Task brief —
Go over the listing below line by line, and return each one holding the string "standing".

————

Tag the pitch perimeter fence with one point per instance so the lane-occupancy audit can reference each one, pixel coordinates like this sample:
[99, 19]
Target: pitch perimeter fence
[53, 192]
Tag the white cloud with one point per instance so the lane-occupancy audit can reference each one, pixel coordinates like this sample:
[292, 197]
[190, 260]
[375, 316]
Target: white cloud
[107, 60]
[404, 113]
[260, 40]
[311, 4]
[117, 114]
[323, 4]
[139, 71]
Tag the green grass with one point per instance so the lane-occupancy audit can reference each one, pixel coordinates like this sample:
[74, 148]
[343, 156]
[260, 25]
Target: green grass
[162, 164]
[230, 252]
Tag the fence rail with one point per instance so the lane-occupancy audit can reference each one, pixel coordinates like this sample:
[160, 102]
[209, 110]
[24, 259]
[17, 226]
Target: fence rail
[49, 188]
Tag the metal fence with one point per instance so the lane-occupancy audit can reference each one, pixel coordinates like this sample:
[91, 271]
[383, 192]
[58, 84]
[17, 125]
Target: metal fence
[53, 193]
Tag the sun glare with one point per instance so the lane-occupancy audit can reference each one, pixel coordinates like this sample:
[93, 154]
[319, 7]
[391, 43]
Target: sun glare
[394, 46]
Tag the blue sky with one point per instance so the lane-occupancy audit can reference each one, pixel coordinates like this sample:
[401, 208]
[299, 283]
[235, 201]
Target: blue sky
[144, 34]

————

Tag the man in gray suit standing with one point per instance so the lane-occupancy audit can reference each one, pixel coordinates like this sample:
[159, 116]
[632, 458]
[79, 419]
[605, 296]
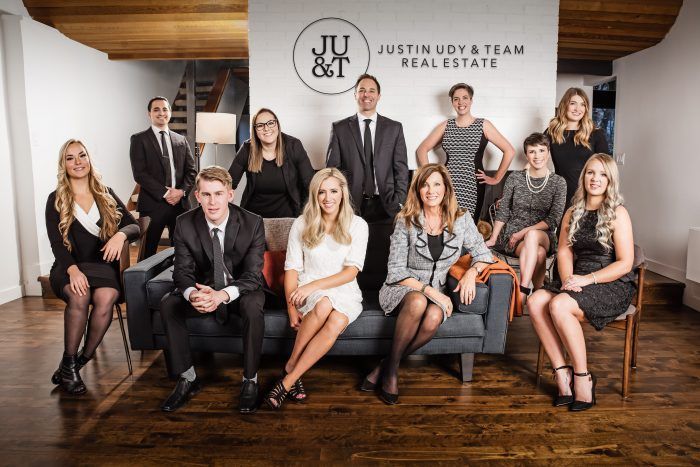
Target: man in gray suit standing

————

Written answer —
Tag the man in gray suit standing with one point per instance so the lane-occupancy audit can reference each one, pixel coordinates like this sample:
Target: man in gray suit standing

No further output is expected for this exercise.